THE TASK: Retype the whole of the data exactly.

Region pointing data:
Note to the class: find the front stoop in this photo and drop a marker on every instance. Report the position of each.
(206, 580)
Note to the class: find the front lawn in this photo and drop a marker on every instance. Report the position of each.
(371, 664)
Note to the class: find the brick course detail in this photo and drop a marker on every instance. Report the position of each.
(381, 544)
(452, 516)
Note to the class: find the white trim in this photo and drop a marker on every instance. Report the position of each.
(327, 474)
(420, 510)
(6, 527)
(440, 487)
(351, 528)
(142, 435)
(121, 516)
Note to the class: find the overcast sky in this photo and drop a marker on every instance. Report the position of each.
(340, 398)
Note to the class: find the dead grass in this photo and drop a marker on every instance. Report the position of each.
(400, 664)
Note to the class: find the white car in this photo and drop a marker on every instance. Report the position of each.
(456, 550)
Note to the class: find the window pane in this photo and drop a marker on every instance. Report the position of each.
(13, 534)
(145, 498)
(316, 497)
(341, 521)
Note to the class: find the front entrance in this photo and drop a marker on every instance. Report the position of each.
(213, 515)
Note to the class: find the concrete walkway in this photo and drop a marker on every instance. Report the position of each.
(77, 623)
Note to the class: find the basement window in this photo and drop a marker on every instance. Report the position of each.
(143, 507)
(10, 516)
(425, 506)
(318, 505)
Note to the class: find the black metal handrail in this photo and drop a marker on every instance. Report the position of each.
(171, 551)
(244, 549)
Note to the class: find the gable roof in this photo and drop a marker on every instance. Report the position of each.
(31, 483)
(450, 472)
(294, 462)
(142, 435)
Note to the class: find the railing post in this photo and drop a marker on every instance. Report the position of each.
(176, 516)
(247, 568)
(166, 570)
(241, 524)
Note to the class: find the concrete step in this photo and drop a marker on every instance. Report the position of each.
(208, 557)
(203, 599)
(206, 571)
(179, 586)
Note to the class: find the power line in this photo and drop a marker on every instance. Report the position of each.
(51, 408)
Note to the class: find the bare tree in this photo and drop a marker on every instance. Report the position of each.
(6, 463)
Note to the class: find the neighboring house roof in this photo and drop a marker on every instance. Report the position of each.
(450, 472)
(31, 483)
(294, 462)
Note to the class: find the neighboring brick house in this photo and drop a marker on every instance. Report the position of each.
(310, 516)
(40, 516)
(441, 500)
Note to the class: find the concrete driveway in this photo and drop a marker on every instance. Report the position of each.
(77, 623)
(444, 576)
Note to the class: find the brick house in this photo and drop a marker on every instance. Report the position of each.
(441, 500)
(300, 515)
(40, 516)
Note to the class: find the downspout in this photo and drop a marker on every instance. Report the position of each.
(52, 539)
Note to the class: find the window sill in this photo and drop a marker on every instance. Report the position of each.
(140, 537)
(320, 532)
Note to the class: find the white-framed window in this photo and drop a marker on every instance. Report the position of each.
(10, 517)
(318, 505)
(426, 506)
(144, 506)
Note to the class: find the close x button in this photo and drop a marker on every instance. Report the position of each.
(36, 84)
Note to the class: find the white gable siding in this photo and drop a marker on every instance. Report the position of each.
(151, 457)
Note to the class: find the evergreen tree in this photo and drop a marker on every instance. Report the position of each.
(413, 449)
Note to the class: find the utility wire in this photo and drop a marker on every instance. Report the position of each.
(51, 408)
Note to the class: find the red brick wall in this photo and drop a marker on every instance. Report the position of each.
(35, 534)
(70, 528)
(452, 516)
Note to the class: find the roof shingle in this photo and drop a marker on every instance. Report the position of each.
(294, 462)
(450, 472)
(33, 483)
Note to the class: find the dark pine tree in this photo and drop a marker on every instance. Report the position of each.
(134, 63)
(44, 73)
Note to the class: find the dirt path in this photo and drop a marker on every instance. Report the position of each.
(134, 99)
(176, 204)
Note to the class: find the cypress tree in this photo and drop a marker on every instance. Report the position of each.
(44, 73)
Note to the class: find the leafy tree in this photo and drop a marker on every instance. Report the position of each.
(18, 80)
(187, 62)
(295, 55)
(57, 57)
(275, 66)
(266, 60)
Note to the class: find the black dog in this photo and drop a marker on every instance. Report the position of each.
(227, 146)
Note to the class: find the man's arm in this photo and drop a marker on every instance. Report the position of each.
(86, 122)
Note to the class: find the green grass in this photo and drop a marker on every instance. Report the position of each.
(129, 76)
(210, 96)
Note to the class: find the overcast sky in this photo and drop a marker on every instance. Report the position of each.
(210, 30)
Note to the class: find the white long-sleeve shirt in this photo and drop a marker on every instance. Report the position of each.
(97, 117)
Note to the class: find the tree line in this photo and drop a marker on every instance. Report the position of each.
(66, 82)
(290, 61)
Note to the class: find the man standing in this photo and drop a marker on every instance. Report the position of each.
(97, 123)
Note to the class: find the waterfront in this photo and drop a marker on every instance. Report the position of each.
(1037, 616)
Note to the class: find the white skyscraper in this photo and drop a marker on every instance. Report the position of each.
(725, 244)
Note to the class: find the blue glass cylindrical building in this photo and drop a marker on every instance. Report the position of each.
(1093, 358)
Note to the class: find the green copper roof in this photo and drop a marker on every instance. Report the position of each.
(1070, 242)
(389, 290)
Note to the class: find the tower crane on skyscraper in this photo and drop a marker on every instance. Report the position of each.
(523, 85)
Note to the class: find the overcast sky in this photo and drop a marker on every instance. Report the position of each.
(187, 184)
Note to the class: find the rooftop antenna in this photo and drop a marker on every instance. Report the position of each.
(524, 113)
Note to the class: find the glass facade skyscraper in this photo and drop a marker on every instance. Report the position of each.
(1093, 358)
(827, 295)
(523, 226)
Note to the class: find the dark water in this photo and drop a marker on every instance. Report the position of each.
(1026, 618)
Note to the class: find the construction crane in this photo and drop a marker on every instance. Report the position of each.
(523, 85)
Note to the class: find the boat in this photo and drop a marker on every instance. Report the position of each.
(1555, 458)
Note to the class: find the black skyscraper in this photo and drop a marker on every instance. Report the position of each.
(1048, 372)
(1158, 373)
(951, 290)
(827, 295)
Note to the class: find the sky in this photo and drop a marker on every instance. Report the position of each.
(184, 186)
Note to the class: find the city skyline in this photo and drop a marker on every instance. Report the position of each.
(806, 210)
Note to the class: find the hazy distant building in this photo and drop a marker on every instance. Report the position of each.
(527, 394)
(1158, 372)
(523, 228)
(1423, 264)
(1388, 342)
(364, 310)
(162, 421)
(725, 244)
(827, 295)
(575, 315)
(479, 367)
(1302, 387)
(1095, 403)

EXERCISE RESPONSE:
Note to the class: find the front stoop in this photo and drop a marker on every instance. Report the position of each.
(206, 580)
Note to the class: find the front lawn in this photo and drop a marker on every instance. Report the position of each.
(371, 664)
Note to the class: find the brick course detail in this photo and drop a marker on every instance. Report the position of each.
(381, 544)
(452, 516)
Note to the class: find the white trim in this photo and drop a marker on every instance. Report the position of each.
(327, 474)
(420, 510)
(6, 527)
(440, 487)
(351, 528)
(142, 435)
(121, 516)
Note to the class: find the overcast sky in this photo and drop a marker on every instance. Report the position of each.
(340, 398)
Note to the class: find the dead grass in this photo and drop a marker on every instance. Report the position of each.
(400, 664)
Note to the class: find the white car in this photo and drop a marker on every instance. Report the position of each.
(456, 550)
Note to the class: find the window pane in this photo and drop a marker on every instance. Report the position of each.
(13, 534)
(145, 498)
(316, 497)
(341, 521)
Note to the class: find the front entrance in this photo and drop a marker on every instance. Report the position of each.
(213, 515)
Note to the class: find the concrete walkway in this photo and drop a marker on every instance. Report the position of each.
(77, 623)
Note to the class: find the basement window in this photo and drop a marker on every instance. Report the position of each.
(143, 507)
(10, 516)
(425, 506)
(318, 505)
Note to the class: find the black metal handrail in this photo and drop a marker on every instance. Report the position of each.
(171, 551)
(244, 549)
Note to the class: find the gable roof in this photo and drop a marker on every instance. Report the position of each.
(31, 483)
(450, 472)
(294, 462)
(142, 435)
Note to the class: find the railing post in this photo and drop a marker on every instance. Report the position of each.
(176, 516)
(247, 568)
(166, 570)
(241, 524)
Note to the class: find the concrete step in this photo and drop a marker on every instance. Report the position of each.
(208, 557)
(203, 599)
(206, 571)
(179, 586)
Note to the class: find the power line in this photo and drop a marker on every instance. Report the position of each.
(51, 408)
Note to the class: find the bare tree in this photo and drop a marker on every instance. Report the position of each.
(6, 463)
Note to the class: find the neighboring house roof in this photo and drop a marker on every instance. Report the position of each.
(450, 472)
(31, 483)
(294, 462)
Note to the class: find the neighboring brick house in this photo and drop a marker on every instance. Report the position of each.
(310, 516)
(40, 516)
(441, 500)
Note to the class: find the concrete driveway in this photo and drop a marker on every instance. Report the position of each.
(77, 623)
(444, 576)
Note to the class: find the brick house in this photo and drop a marker on every instance. Report the position of each.
(441, 500)
(300, 515)
(40, 516)
Note to the class: find the downspout in this photo and drop a marker on every instance. Report the position of each.
(52, 539)
Note to the class: find the window sill in this photo and drop a marker on every instance. Report the position of each.
(140, 537)
(320, 532)
Note to the class: find the white-framed window in this photo and drop a marker on every instance. Report the position of each.
(10, 517)
(318, 505)
(426, 506)
(144, 506)
Note to the class: find the close x button in this photo and drop a marker on every instance. Report the position of each.
(36, 84)
Note to the class: find the white gable siding in this photo and drop a marker on every instance. Report the position of each.
(151, 457)
Note to the class: find the evergreen tree in this photo and drop a marker on every instance. Report the position of each.
(413, 449)
Note to the class: find the utility wire in this photo and drop a marker on every instance. Report the position of each.
(51, 408)
Note to the class: find the red brick wall in this photo and drop a marker on every instance. Report the position of each.
(35, 534)
(70, 528)
(452, 516)
Note to the class: find the roof shingle in this photo and drop a marker on every instance. Report the position of each.
(294, 462)
(450, 472)
(33, 483)
Note to the class: find the dark pine tree in this photo and drop a marker on every instance. Report the position of each.
(134, 63)
(44, 73)
Note to the class: find the dirt path in this photo and drop a marker on every instance. Report the position of each.
(134, 99)
(176, 204)
Note to the class: find the cypress tree in this photo and drop a marker on every instance. Report the position of each.
(44, 73)
Note to the class: find the leafy tree in this photo and drop a marker on every instance. Report the position of each.
(18, 80)
(187, 62)
(295, 55)
(57, 57)
(275, 66)
(266, 60)
Note to the class: find the black dog in this photo and drop a marker on every instance. Report the position of each.
(227, 146)
Note to the class: find the man's arm in this photo and drop a marker on every instance. Report the position of each.
(86, 122)
Note to the class: find the green grass in this photo and drop a marker on every instance. Report the position of each.
(129, 76)
(210, 96)
Note to the class: find the overcast sky in this photo and drop a marker on every instance. Report the position of each.
(210, 30)
Note to the class: find the white long-sleeve shirt in this photo and drop a marker on every instance. Report the position of each.
(97, 117)
Note to the class: find the tree line in this photo and drop a marker on every instance. Report the position of each.
(66, 82)
(290, 61)
Note to the class: find the man standing in this photo and drop a marker on every instance. Report the position of each.
(97, 123)
Note to the class: find the waterfront in this photo and drop a marker on every instance. Report the position of each.
(1037, 616)
Note to the class: find the white skyscraper in this photo and drop a marker on every instance. Report the position of each.
(725, 244)
Note to the class: find the blue glass cylindrical building in this photo and drop a marker on every instance. Report the position of each.
(1093, 358)
Note to the class: find the green copper roof in this photo and drop a marker on every instance. Report the position of each.
(1070, 242)
(389, 290)
Note to the class: find the tower crane on skyscraper in this photo and drop a marker on every instance. Report the position of each.
(523, 85)
Note to the class: find the overcast sky in this photo and drop a marker on every instance. Report the position of each.
(187, 184)
Note to the class: find the rooftop antenna in this photo and drop a marker on every instance. Report the position of each.
(524, 113)
Note to the class: find the glass facade skyscraper in this photo and drop a marker on every instance. Report the position of each.
(1093, 358)
(827, 295)
(523, 226)
Note to the class: find the dark water in this photo and drop a marker on every instance. Report the position of each.
(1026, 618)
Note to the class: find the construction crane in this photo and drop a marker on every instance. Report the position of each.
(523, 85)
Note to the class: find the boat in this photo and drop a marker on every instance. Report the position of each.
(1555, 458)
Note to the class: find the black skyscraper in this photo and drop a marker on every instance. Report the position of each.
(1048, 372)
(1158, 373)
(951, 290)
(827, 295)
Note to the class: find the sky in this photo and drop a marker on every instance. Report the position of each.
(184, 186)
Note to the class: find the city skyline in this photo and drop a marker on every instance. Report the position of each.
(806, 210)
Note to the class: find the hazy distant building in this photo and drop a marker on every instance. Report the position of each.
(527, 394)
(1158, 372)
(523, 228)
(1423, 264)
(1388, 342)
(364, 310)
(162, 421)
(725, 244)
(827, 295)
(575, 315)
(479, 367)
(1302, 387)
(1095, 403)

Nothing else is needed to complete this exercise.